* What to produce
Exact reproduction is needed for the lines from the one with "Target: tall tree" to the end of the listing below, and for no other lines.

* Exercise material
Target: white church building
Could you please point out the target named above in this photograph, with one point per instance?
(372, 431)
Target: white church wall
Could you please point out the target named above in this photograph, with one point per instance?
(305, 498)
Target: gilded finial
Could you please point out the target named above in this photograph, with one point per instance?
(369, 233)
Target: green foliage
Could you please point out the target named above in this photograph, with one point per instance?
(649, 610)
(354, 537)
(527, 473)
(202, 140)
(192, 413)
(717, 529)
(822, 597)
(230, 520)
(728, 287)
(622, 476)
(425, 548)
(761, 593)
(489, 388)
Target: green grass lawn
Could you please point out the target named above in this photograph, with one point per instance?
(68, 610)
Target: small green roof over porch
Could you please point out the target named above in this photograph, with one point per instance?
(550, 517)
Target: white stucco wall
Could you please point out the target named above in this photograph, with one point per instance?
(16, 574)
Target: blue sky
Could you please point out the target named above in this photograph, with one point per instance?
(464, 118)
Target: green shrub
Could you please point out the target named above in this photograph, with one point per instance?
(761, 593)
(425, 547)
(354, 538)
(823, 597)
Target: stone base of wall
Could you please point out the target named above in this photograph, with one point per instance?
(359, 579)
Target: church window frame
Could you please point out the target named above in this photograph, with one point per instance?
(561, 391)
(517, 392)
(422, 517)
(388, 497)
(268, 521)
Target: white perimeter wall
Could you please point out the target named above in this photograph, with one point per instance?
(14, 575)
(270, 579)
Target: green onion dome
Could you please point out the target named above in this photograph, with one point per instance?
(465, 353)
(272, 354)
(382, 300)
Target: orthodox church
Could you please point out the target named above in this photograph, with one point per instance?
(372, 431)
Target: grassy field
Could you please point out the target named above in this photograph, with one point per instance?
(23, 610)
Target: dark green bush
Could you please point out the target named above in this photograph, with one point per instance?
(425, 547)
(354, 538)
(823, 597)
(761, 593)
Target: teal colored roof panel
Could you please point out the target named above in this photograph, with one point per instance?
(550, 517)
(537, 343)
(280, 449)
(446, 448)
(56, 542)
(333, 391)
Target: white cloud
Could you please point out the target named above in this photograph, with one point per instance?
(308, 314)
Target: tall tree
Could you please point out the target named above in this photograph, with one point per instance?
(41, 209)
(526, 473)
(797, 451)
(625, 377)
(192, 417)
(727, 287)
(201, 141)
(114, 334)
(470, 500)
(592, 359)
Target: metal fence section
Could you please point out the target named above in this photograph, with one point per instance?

* Exercise solution
Target: tall tree
Could you please point out the target named above in this photograph, with one point per instance?
(41, 209)
(526, 473)
(797, 451)
(625, 377)
(192, 417)
(727, 287)
(201, 141)
(114, 334)
(470, 500)
(592, 359)
Target: metal fence section
Could you please point out the target named above in this photograph, with one point per instance?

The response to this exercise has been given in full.